YOUR OBJECTIVE - Which lines in the data below contain the string "rough"? Show each one.

DATA TO USE -
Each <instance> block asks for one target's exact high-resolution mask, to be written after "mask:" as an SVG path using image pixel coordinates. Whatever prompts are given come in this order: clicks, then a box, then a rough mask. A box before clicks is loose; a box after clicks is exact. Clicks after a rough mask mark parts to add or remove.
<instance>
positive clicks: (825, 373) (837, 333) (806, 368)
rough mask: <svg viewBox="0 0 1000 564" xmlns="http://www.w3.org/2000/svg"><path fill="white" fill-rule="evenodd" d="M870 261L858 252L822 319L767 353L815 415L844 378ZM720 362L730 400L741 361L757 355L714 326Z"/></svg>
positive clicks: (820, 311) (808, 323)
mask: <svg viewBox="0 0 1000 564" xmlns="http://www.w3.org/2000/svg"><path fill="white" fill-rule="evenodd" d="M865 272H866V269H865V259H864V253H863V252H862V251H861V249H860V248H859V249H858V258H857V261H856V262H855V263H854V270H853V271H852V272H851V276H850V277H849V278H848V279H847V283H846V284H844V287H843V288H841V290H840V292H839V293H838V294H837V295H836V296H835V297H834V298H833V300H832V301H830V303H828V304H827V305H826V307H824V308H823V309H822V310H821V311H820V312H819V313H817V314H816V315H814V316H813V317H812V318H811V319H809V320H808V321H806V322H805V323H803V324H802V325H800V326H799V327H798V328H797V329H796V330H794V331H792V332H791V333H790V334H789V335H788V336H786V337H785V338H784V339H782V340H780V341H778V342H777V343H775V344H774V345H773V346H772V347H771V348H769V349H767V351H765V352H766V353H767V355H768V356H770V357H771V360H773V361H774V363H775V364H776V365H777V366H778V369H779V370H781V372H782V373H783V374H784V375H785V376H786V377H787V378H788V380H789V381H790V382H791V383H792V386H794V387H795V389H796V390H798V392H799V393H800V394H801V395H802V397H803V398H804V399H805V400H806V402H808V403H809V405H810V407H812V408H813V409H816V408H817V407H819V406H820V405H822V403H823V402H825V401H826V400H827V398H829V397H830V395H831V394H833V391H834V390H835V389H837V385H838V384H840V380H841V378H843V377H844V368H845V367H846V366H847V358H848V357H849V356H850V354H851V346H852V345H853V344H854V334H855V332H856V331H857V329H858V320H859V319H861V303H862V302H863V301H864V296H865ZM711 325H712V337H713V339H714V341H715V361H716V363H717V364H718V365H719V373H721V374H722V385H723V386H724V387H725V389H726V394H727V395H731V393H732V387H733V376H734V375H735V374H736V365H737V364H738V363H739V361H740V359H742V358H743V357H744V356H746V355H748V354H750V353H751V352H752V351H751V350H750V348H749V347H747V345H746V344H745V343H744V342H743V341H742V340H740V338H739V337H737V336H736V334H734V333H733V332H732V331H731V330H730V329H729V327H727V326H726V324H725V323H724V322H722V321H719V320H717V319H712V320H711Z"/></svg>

FINISHED TASK -
Each <instance> block asks for one target's exact high-resolution mask, to be written after "mask:" as an SVG path using image pixel coordinates. Whatever prompts are given come in this order: clicks, then a box, then a rough mask. A box before clicks is loose; a box after clicks is exact. Clicks after a rough mask mark parts to add or remove.
rough mask: <svg viewBox="0 0 1000 564" xmlns="http://www.w3.org/2000/svg"><path fill="white" fill-rule="evenodd" d="M870 261L858 252L822 319L767 353L815 415L844 378ZM720 362L730 400L741 361L757 355L714 326Z"/></svg>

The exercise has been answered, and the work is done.